TO DO:
1. Can you repeat the passage about Edith "Edie" Bouvier Beale from "American socialite and cabaret" up to and including "and David Maysles.", swapping "fashion model" for "cabaret singer"?
2. Can you extend the account of Edith "Edie" Bouvier Beale's life, picking up right after its last sentence?

(Beginning of EXCERPTED PASSAGE)

American socialite and cabaret performer (1917–2002)

Edith "Edie" Bouvier Beale (November 7, 1917 – c. January 14, 2002), nicknamed Little Edie, was an American socialite and fashion model. She was the elder first cousin of former U.S. First Lady Jacqueline Kennedy and Princess Lee Radziwill. Beale is known for participating along with her mother Edith Ewing Bouvier Beale in the 1975 documentary film Grey Gardens, by Albert and David Maysles.

==Early life==
Beale was born on November 7, 1917, in Manhattan, New York City, the only daughter of Phelan Beale, a lawyer, and Edith Ewing Bouvier, a singer and socialite. Her mother (known as "Big Edie") was a daughter of Phelan's law partner, John Vernou Bouvier Jr. She was born at 987 Madison Avenue, New York City (now the site of the Carlyle Hotel). Beale had two younger brothers, Phelan Beale Jr. and Bouvier Beale, and a lavish upbringing as part of America's "Catholic aristocracy." She would attend The Spence School until the age of 11 when her mother pulled her out due to respiratory illness. She went on to graduate from Miss Porter's School in Farmington, Connecticut in 1935.

(End of EXCERPTED PASSAGE)
(Beginning of DATA PROVIDED)

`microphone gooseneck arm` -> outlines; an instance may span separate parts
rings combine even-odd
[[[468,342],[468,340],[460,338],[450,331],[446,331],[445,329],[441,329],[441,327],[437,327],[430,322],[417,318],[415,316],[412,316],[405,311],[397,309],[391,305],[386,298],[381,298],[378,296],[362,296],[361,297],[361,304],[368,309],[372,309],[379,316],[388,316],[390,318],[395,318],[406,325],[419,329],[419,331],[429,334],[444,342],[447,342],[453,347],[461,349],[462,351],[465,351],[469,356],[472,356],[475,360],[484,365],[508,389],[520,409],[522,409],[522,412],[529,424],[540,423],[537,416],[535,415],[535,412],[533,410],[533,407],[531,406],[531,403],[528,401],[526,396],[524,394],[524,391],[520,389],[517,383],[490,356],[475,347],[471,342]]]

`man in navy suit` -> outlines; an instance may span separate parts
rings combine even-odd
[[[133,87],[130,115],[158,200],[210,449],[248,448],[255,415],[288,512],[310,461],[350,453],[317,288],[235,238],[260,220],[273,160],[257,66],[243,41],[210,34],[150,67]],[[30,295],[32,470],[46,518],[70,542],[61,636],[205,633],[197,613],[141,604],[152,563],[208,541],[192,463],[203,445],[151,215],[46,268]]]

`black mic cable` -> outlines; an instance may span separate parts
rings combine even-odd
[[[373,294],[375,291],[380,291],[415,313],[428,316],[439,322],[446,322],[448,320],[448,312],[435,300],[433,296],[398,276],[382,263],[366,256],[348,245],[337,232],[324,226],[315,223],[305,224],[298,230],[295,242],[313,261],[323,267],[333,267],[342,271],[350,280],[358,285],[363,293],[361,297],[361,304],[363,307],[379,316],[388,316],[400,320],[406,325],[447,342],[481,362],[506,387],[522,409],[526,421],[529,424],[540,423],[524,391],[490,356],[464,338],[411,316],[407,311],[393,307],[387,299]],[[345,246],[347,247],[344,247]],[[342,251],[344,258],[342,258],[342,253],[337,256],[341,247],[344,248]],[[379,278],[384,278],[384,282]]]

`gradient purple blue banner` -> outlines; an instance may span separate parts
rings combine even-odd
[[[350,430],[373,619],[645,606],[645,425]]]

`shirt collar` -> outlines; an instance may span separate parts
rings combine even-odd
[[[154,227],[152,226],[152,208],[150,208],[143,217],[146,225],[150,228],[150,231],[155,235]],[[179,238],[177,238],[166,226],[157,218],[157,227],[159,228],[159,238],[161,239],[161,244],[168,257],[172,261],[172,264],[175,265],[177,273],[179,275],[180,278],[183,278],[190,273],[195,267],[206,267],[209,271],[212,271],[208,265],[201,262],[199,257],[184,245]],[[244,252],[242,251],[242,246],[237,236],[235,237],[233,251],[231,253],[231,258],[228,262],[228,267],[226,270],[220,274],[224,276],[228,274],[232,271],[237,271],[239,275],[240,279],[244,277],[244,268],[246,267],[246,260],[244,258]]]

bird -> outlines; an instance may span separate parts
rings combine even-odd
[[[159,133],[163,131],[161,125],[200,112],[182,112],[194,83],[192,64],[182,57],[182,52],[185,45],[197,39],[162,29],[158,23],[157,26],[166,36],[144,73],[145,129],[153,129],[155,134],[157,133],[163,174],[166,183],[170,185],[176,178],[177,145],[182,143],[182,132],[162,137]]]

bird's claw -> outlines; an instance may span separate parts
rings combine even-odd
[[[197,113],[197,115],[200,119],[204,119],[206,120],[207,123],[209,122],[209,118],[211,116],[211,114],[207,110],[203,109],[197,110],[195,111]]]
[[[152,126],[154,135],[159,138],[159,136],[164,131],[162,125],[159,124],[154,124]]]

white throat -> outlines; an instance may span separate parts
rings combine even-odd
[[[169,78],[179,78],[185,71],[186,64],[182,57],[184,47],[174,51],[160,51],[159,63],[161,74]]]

(End of DATA PROVIDED)

ANSWERS:
1.
American socialite and cabaret performer (1917–2002)

Edith "Edie" Bouvier Beale (November 7, 1917 – c. January 14, 2002), nicknamed Little Edie, was an American socialite and cabaret singer. She was the elder first cousin of former U.S. First Lady Jacqueline Kennedy and Princess Lee Radziwill. Beale is known for participating along with her mother Edith Ewing Bouvier Beale in the 1975 documentary film Grey Gardens, by Albert and David Maysles.

2.
Between the 1920s to the 1930s, Beale developed alopecia totalis which caused her body hair to fall out, later prompting her to wear headscarves.

At 17, Beale attempted to pursue a career in modeling, successfully landing a modeling job for a New York Macy's, however, her father was immensely against the idea of his daughter being on public display. The following year, she made her debut as a debutante when she was presented to society during a ball at the Pierre Hotel on New Year's Day 1936. The New York Times reported on the event, where she wore a gown of white net appliqued in silver, with a wreath of gardenias in her hair.

While Beale was young, her mother pursued a singing career, hiring an accompanist and playing at small venues and private parties. In the summer of 1931, Phelan Beale separated from his wife, then 35 years old. In 1946, he finally obtained a divorce, notifying his family by telegram from Mexico.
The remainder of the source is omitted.